§ WHAT TO PRODUCE
Return only the lines starting at the line that contains "blurred green background?" and ending with the final line of the listing; include both endpoints.

§ MATERIAL PROVIDED
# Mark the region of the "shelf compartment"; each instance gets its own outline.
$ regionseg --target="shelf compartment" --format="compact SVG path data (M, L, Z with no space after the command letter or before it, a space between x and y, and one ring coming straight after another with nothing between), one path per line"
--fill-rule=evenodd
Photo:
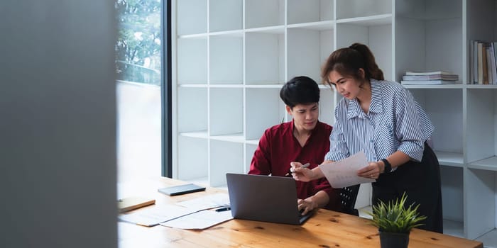
M406 5L417 7L404 9ZM405 72L432 71L456 74L459 81L465 79L462 6L457 0L409 0L398 5L402 9L395 15L395 80L400 81Z
M392 24L364 25L360 23L337 23L337 47L348 47L359 43L369 47L376 64L383 72L385 79L393 79L392 74Z
M459 221L444 220L444 234L464 238L464 224Z
M209 185L213 187L225 186L226 173L244 173L243 144L213 140L209 142Z
M178 88L179 133L207 130L207 89Z
M497 171L497 157L492 156L486 159L473 162L468 164L468 167Z
M320 68L333 52L333 26L328 30L288 28L287 66L290 80L296 76L307 76L318 84ZM293 58L293 59L290 59Z
M245 1L245 28L285 24L285 0Z
M464 167L464 162L462 153L435 151L441 165L447 167Z
M484 247L497 247L497 229L479 237L476 240L484 243Z
M497 172L476 169L468 169L466 172L465 202L469 213L466 233L466 238L474 239L495 231L497 225Z
M427 113L435 126L432 135L433 150L439 154L440 152L445 152L462 154L464 133L462 90L411 89L410 91L413 93L415 99ZM454 158L451 157L449 159ZM450 163L451 162L448 161L447 165L450 165Z
M207 84L207 38L178 40L178 81L179 84Z
M464 234L463 168L441 166L440 176L444 220L454 224L444 227L444 233Z
M332 0L288 0L288 24L333 20Z
M243 35L209 38L209 84L243 84Z
M469 162L481 160L496 154L497 90L471 89L467 98L467 154Z
M209 91L209 135L243 133L243 89L212 88Z
M279 89L250 88L245 94L245 138L258 140L264 130L284 120L285 103L280 99Z
M187 181L207 176L208 142L203 138L178 136L178 179Z
M207 0L181 0L176 4L178 35L207 32Z
M285 35L246 33L246 84L285 82Z
M207 130L203 130L203 131L198 131L198 132L180 133L180 135L185 136L185 137L202 138L202 139L205 139L205 140L209 139L209 133L207 133Z
M337 19L392 13L391 0L337 0Z
M210 139L215 140L229 141L229 142L239 142L239 143L245 142L245 139L244 138L244 133L231 133L229 135L223 135L210 136Z
M242 29L242 12L241 0L209 1L209 32Z

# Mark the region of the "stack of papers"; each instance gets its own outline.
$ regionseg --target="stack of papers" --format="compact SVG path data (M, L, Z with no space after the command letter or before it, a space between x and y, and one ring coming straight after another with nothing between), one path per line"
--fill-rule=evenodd
M456 84L459 80L457 74L447 72L407 72L402 77L402 84Z
M156 205L133 213L120 215L119 218L146 227L163 224L177 228L204 229L232 219L231 211L207 210L228 205L228 194L216 193L179 202L176 205Z

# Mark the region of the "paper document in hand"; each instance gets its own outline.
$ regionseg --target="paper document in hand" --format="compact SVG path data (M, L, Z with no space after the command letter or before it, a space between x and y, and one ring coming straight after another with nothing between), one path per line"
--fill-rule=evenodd
M361 151L340 161L321 164L320 168L332 187L337 188L376 181L357 176L357 171L368 164L364 152Z

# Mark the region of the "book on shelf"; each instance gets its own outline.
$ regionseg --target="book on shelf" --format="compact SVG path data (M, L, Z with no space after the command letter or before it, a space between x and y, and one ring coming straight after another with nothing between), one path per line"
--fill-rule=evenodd
M404 75L402 77L403 80L447 80L447 81L457 81L459 80L458 75Z
M456 84L456 81L449 80L402 80L403 85L428 85L428 84Z
M470 41L469 83L497 84L497 52L497 52L497 42L475 40Z
M437 72L405 72L407 76L430 76L430 75L448 75L457 76L448 72L437 71Z

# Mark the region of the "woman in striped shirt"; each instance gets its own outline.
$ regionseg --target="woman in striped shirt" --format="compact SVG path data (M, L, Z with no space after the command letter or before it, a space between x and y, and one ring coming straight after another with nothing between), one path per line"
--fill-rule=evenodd
M373 204L388 203L405 191L408 204L419 203L420 213L427 217L420 228L442 232L439 165L426 144L434 127L411 93L385 81L369 48L359 43L332 53L321 76L343 96L334 110L330 150L323 164L364 150L370 162L357 175L376 180ZM324 176L319 167L293 164L296 180Z

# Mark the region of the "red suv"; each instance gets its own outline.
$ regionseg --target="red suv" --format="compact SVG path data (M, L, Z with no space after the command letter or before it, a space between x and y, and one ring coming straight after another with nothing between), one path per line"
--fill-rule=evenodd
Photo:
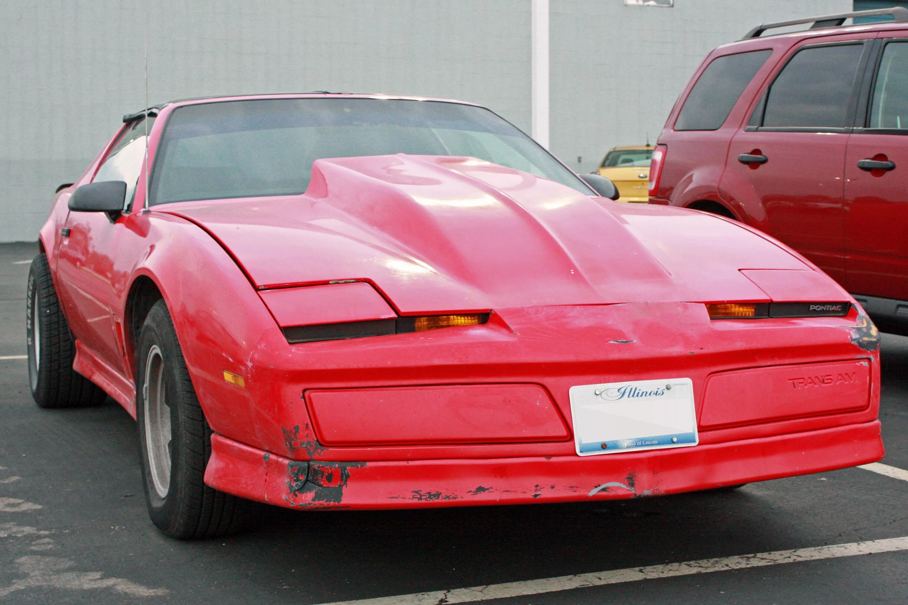
M659 136L649 196L765 231L908 334L908 9L760 25L714 50Z

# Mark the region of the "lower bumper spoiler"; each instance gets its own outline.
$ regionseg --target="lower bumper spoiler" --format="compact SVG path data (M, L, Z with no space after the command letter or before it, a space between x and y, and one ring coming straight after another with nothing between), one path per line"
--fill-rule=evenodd
M880 423L580 457L301 462L212 437L205 483L288 508L400 509L661 495L880 460Z

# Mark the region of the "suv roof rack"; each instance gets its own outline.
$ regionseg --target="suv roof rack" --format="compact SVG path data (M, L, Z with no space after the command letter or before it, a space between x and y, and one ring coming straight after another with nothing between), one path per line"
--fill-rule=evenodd
M802 24L812 23L809 29L824 29L825 27L841 27L845 19L853 17L870 17L877 15L892 15L893 20L896 23L908 22L908 8L903 6L894 6L893 8L877 8L872 11L858 11L856 13L841 13L839 15L824 15L819 17L810 17L808 19L795 19L794 21L781 21L779 23L768 23L757 25L747 32L742 40L750 38L759 38L760 34L767 29L776 27L787 27L788 25L800 25Z

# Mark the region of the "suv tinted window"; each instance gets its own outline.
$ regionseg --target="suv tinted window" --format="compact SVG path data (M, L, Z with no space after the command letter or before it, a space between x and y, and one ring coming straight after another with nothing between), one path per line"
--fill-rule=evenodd
M687 95L675 130L717 130L771 54L772 51L754 51L713 59Z
M908 129L908 43L890 43L883 52L867 125Z
M765 127L844 128L864 44L798 51L769 88Z

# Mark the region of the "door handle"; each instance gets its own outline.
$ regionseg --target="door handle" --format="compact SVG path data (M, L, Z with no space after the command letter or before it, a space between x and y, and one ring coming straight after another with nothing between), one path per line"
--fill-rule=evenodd
M858 160L857 167L862 171L891 171L895 168L895 162L888 160Z
M769 161L769 158L765 155L755 155L753 153L742 153L738 156L738 161L742 164L765 164Z

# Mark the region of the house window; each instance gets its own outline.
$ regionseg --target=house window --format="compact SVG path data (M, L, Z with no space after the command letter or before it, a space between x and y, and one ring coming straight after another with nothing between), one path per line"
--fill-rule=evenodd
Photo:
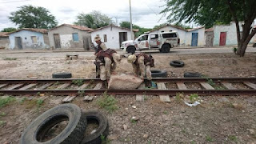
M103 37L104 37L104 42L106 42L106 34L104 34Z
M78 33L73 33L72 34L73 35L73 41L74 42L78 42Z
M31 36L32 43L38 43L38 39L36 36Z

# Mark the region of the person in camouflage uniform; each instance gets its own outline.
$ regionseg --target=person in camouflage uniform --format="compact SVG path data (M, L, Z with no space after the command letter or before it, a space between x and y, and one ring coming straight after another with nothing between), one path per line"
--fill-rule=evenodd
M134 68L134 74L137 77L140 77L142 79L144 78L145 70L147 81L146 84L147 86L151 87L151 71L150 68L154 67L154 59L151 55L146 54L136 54L130 55L127 58L129 63L131 63Z

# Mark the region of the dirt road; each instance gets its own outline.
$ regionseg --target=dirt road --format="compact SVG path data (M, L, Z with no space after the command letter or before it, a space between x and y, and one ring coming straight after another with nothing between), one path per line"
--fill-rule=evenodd
M198 50L194 49L191 53ZM0 78L51 78L53 73L61 71L71 72L73 78L95 77L92 54L79 53L78 60L66 60L66 54L1 54ZM165 70L170 78L182 78L186 71L199 72L208 77L256 76L256 53L246 53L243 58L232 53L171 52L154 53L153 56L154 70ZM172 67L169 65L171 60L182 60L185 66ZM117 72L130 73L131 70L132 66L123 58ZM5 114L0 116L0 143L18 143L27 125L42 112L59 105L62 98L50 96L38 106L36 99L39 96L24 102L22 97L0 107L0 114ZM256 142L256 96L201 97L202 104L195 107L185 105L178 97L172 97L170 103L161 102L156 96L146 98L145 102L136 102L134 95L117 95L114 98L118 109L111 114L97 104L99 97L92 102L84 102L83 98L78 97L73 103L83 110L98 109L105 113L110 121L108 139L114 144ZM131 121L134 116L139 118L138 122ZM124 130L123 125L128 129Z

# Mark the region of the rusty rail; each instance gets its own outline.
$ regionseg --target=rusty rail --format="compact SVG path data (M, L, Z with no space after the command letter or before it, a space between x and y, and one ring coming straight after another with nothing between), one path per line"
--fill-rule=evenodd
M153 81L157 82L206 82L209 79L211 79L214 82L248 82L256 86L256 78L153 78ZM74 80L82 80L84 83L86 82L100 82L98 78L92 79L79 79L79 78L70 78L70 79L0 79L0 93L13 95L22 95L22 94L58 94L58 95L91 95L91 94L102 94L104 92L107 92L110 94L118 94L118 95L134 95L134 94L147 94L147 95L175 95L177 93L183 93L185 94L198 94L200 95L256 95L256 88L250 88L248 90L178 90L178 89L169 89L169 90L158 90L158 89L142 89L142 90L107 90L107 89L86 89L82 90L24 90L26 84L38 83L72 83ZM255 83L255 84L254 84ZM4 88L7 85L14 85L7 88ZM21 85L22 84L22 85ZM2 85L2 87L1 87ZM50 85L49 85L50 86ZM32 87L31 86L30 87ZM23 87L23 88L22 88Z

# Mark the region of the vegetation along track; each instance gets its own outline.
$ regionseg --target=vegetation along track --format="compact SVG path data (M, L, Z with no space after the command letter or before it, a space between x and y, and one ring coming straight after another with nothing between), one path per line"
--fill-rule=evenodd
M199 95L256 94L255 78L153 78L155 87L136 90L107 90L100 79L1 79L0 94L20 95L48 94L58 95L110 94Z

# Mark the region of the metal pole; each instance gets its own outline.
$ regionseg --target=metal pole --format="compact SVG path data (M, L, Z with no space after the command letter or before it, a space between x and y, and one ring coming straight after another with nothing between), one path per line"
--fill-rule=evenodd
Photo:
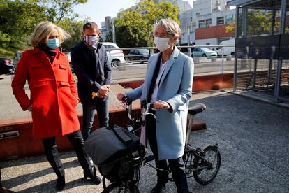
M114 24L112 24L112 41L113 41L113 43L117 43L117 39L115 38Z
M286 0L282 0L281 7L281 19L280 19L280 34L284 34L285 22L286 16ZM275 88L274 88L274 101L279 102L279 90L281 84L281 76L282 72L282 59L278 60L277 70L276 73Z
M257 62L258 59L254 59L254 72L253 72L253 90L255 90L256 85L256 77L257 77Z
M239 8L239 7L236 8L236 22L235 22L235 40L237 40L237 38L238 38ZM237 64L238 64L237 55L235 52L235 62L234 62L234 87L233 87L233 92L235 92L236 89L237 89Z
M191 34L190 34L190 29L188 29L188 25L187 25L187 28L188 28L188 45L190 45ZM188 56L192 57L192 48L188 48Z
M221 49L222 49L222 64L221 66L221 71L222 74L223 74L224 73L224 47L223 45Z

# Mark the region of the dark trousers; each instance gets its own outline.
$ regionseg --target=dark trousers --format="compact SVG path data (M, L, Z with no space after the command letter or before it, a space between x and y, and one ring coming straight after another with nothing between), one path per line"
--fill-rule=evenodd
M83 122L82 131L84 141L90 134L96 111L99 127L108 127L108 100L109 99L105 101L98 99L93 103L82 103Z
M2 188L3 185L2 183L1 183L1 169L0 169L0 188Z
M90 173L92 166L89 162L87 154L84 152L84 141L80 131L77 131L66 135L71 145L75 150L78 162L82 167L84 173ZM42 140L44 150L48 162L57 174L57 177L64 177L64 168L58 153L55 137L45 138Z
M151 111L151 113L154 113ZM146 120L146 132L148 138L149 145L155 157L156 175L158 178L158 183L161 185L165 185L168 178L169 167L172 171L172 178L175 180L178 193L188 193L188 187L186 181L186 176L185 173L184 164L182 157L179 157L175 159L159 160L158 154L158 146L156 142L156 120L151 115L147 116Z

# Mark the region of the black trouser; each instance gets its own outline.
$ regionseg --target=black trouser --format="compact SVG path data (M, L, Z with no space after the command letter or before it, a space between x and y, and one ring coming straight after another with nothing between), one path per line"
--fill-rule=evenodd
M80 130L66 135L76 152L81 166L84 172L92 171L87 154L84 152L84 141ZM55 137L45 138L42 140L44 150L48 162L58 177L64 177L64 169L58 153Z
M154 113L151 110L151 113ZM168 171L170 167L172 170L172 178L177 186L177 192L187 193L188 192L188 183L185 173L184 164L182 157L175 159L159 160L156 135L156 120L152 115L147 115L146 119L146 133L149 139L149 145L155 157L156 166L161 170L156 170L158 183L165 185L168 182Z
M0 169L0 188L2 188L3 185L2 183L1 183L1 169Z

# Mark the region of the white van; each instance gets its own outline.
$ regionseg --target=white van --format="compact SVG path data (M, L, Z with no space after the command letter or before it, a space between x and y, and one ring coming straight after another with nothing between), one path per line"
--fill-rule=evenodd
M235 38L232 38L230 40L223 41L220 43L219 45L234 45L234 47L218 47L216 48L216 52L218 53L218 56L222 55L222 52L223 52L224 55L232 55L232 57L235 56ZM223 51L222 51L223 50Z

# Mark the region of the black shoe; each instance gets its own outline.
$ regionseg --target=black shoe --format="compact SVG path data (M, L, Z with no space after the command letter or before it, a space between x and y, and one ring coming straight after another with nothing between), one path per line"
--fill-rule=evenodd
M156 183L155 187L151 189L151 193L160 193L162 190L163 190L165 188L165 184L159 184Z
M95 183L96 185L98 185L101 183L101 179L96 176L96 169L94 167L94 171L84 171L83 174L84 176L84 179L87 179L87 178L90 178L92 183Z
M65 178L64 176L59 176L57 178L57 188L58 190L61 191L65 187Z

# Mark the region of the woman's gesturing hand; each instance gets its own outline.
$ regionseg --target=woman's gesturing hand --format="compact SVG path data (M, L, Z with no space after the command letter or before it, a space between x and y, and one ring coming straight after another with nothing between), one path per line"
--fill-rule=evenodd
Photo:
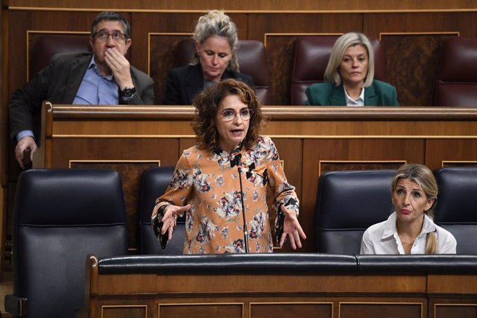
M281 247L283 245L285 239L288 236L290 243L292 245L293 250L297 250L297 247L301 247L300 237L306 239L306 235L305 235L301 225L298 222L297 212L288 209L285 207L285 205L281 205L281 211L285 214L285 220L283 221L283 234L280 239L280 247Z

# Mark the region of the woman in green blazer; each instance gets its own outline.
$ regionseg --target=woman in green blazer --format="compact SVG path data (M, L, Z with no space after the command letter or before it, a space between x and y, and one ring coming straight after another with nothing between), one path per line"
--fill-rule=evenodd
M345 33L331 50L326 82L306 89L306 104L399 106L395 88L373 77L374 51L369 39L362 33Z

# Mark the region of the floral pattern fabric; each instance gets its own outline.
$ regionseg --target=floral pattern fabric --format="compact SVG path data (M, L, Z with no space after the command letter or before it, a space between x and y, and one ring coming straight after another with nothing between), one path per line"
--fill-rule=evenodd
M259 137L252 149L239 144L231 153L196 145L185 150L156 203L191 205L186 212L184 254L245 252L242 202L249 252L272 252L268 198L275 211L283 204L298 214L294 187L286 180L274 144Z

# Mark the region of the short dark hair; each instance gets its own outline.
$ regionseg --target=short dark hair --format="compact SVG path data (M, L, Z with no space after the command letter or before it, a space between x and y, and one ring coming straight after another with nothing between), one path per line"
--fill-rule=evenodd
M230 95L238 96L242 102L253 111L244 146L250 148L256 143L259 130L264 124L260 100L254 90L243 82L227 79L204 90L192 101L192 104L196 106L196 118L192 121L192 128L199 148L213 151L217 147L218 136L215 125L217 112L224 98Z
M129 23L126 21L122 15L117 11L103 11L97 14L91 24L92 37L95 33L96 33L96 26L97 26L97 24L102 21L119 21L121 22L124 29L126 39L131 39L131 26L129 26Z

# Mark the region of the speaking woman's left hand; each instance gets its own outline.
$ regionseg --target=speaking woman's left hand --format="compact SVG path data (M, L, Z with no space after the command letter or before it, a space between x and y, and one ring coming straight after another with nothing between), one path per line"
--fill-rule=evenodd
M285 239L288 236L290 238L290 243L292 245L293 250L301 247L300 237L306 239L306 235L305 235L301 225L298 222L297 212L288 209L285 207L285 205L281 205L281 211L285 214L285 220L283 221L283 234L280 239L280 247L281 247L283 245Z

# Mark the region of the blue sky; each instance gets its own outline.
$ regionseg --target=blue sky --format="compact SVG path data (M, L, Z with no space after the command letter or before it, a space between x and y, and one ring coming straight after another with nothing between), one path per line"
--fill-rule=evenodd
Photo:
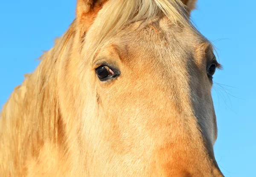
M256 2L199 0L192 13L213 41L224 69L215 75L212 97L218 126L214 146L226 177L255 176L256 167ZM76 0L0 2L0 106L35 60L52 46L75 17ZM217 84L218 83L218 84Z

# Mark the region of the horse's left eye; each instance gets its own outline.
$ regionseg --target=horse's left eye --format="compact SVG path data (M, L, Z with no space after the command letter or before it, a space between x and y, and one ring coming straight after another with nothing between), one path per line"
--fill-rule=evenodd
M115 73L106 66L101 66L96 70L96 73L100 80L115 75Z
M215 64L212 64L212 65L209 67L208 68L207 73L208 76L210 77L212 77L212 75L215 73L215 71L216 70L216 68L217 67L217 65Z

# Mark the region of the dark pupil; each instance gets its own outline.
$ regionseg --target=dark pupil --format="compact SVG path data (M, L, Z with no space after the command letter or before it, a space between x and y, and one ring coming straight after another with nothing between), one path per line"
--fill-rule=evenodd
M216 65L215 64L212 64L208 70L208 73L211 75L212 75L215 73L215 70L216 70Z
M104 67L100 67L96 70L98 76L100 78L105 78L108 76L108 71Z

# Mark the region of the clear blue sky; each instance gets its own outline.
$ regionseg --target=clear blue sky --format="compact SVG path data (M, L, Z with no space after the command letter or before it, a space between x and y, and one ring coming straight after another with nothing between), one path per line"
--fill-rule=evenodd
M230 1L199 0L192 17L224 66L214 78L223 85L212 90L217 161L226 177L256 176L256 2ZM75 7L75 0L0 1L0 106L66 31Z

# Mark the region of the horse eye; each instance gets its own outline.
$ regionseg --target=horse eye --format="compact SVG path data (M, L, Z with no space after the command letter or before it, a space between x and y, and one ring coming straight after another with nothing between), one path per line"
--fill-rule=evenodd
M100 80L115 75L115 73L106 66L101 66L97 68L96 70Z
M208 76L212 77L212 75L213 75L215 73L215 71L216 70L216 67L217 65L216 65L216 64L212 64L212 65L208 68L208 70L207 71L207 75L208 75Z

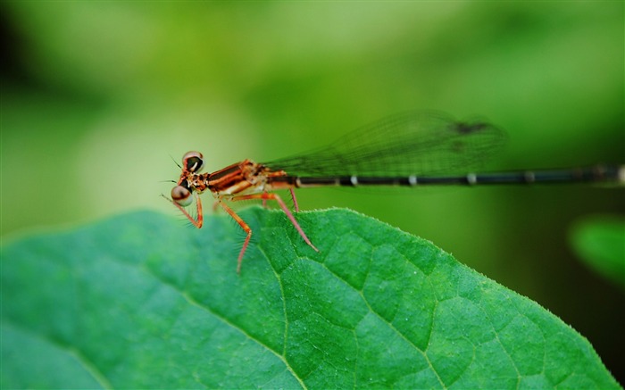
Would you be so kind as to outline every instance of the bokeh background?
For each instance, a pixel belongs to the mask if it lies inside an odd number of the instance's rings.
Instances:
[[[2,2],[3,241],[139,208],[176,215],[159,195],[188,150],[214,170],[412,109],[504,129],[490,170],[625,162],[624,11],[602,1]],[[371,215],[538,301],[621,383],[623,290],[579,261],[569,235],[589,216],[622,218],[624,200],[622,188],[590,186],[298,192],[304,210]]]

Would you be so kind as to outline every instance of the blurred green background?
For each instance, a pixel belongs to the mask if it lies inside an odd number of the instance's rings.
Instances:
[[[179,174],[171,157],[188,150],[216,170],[412,109],[504,129],[490,170],[625,162],[624,11],[601,1],[3,2],[3,241],[138,208],[177,215],[159,195]],[[579,262],[567,236],[586,216],[622,216],[624,199],[622,188],[584,186],[298,192],[304,210],[374,216],[538,301],[621,383],[625,295]]]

§ PROBLEM SOLUTION
Would you be so kind as to outline every instance of the blurred green background?
For each instance, a pixel belongs to the mask if it lies inside an odd number of the instance's rings.
Instances:
[[[179,174],[171,157],[188,150],[216,170],[412,109],[504,129],[490,170],[625,162],[624,11],[601,1],[3,2],[3,241],[138,208],[177,215],[159,195]],[[579,262],[567,236],[586,216],[622,216],[624,199],[622,188],[584,186],[298,192],[304,210],[374,216],[538,301],[621,383],[625,295]]]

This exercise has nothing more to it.